◆ EXCERPTED TEXT ◆
------------------------------------------------
Updated on: 11/14/2019
Spinal cord injuries are among the most debilitating form of injury that human beings can experience, largely due to the fact that the spinal cord plays a large role in most of the bodily functions and sensations that we become accustomed to throughout our lives.
Although science has come a long way in helping us diagnose and treat spinal cord injuries, there is currently no “cure” for a victim who has experienced serious trauma and lost some degree of physical ability. But recent research and analysis of certain species of reptiles has helped scientists gain some insight into the potential future of spinal cord injury treatment and rehabilitation.
Many species of reptiles – including salamanders and certain types of lizards – are able to drop their tails in order to help them escape predators. Since a reptilian tail is just an extended portion of their spine, researchers were curious if learning more about this process would help them better develop solutions for victims of spinal cord injuries.
When a human loses a limb, a blood clot acts as a “plug” to the wound. Then various types of skin cells migrate toward the area to form scar tissue underneath the blood clot, which eventually falls off in the form of a scab. What’s left underneath is the freshly generated layer of skin, which makes up the extent of the healing process for a human being.
But in salamanders and lizards, the process is much different.
------------------------------------------------
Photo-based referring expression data
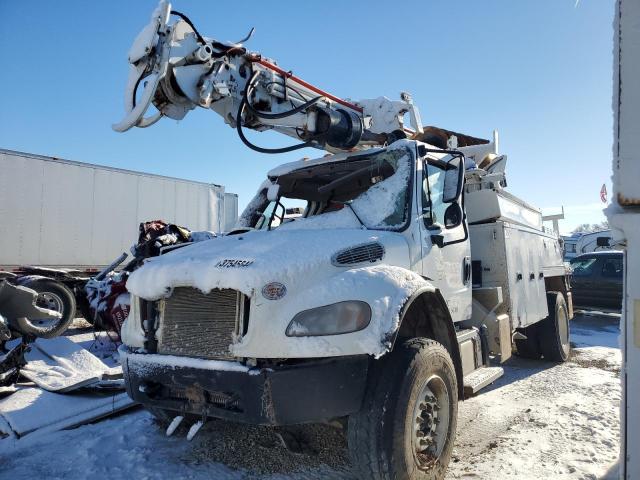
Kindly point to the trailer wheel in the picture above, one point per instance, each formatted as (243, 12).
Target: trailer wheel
(529, 347)
(55, 296)
(407, 424)
(554, 330)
------------------------------------------------
◆ PROMPT 1 ◆
Answer these questions from the article on spinal cord injuries and reptile tails, one line each:
(a) On what date was the article updated?
(b) Which reptiles does it name as able to drop their tails?
(c) In a human who loses a limb, what acts as a "plug" to the wound?
◆ PROMPT 2 ◆
Please carry the article on spinal cord injuries and reptile tails forward from its final sentence, describing how the process differs in salamanders and lizards.

◆ EXERCISE RESULT 1 ◆
(a) 11/14/2019
(b) Salamanders and certain types of lizards
(c) A blood clot

◆ EXERCISE RESULT 2 ◆
How Salamanders Teach Us About Spinal Cord Injuries
Much like in humans, reptiles’ bodies use a blood clot to plug up a fresh wound. But instead of skin cells creating scar tissue, there is actually a regeneration of tissue and cartilage occurring underneath the clot. The tissue eventually connects to the previously torn nerve endings of the spinal cord, and muscle fibers grow around the outside of the tissue to encase the new structure.
In some of the lizard species studied by scientists, the new limb doesn’t necessarily become an exact replica of what previously existed, but is actually more of a biological prosthetic. That’s still more effective than an inorganic prosthetic.
In studying salamanders, however, scientists found that the repaired limb actually is a perfect biological replica. What’s more promising is the fact that this process applies to more than just a tail; scientists found the same results for various extremities, organs, the spinal cord, and even parts of the eyes and brain.
Learning how this process works is just the first step in developing a strategy for new treatment options. Discovering how the process works on a much more granular level, however, has given researchers hope that certain types of stem cell treatments may make it possible for spinal cord injury victims to make much more dramatic recoveries in the future.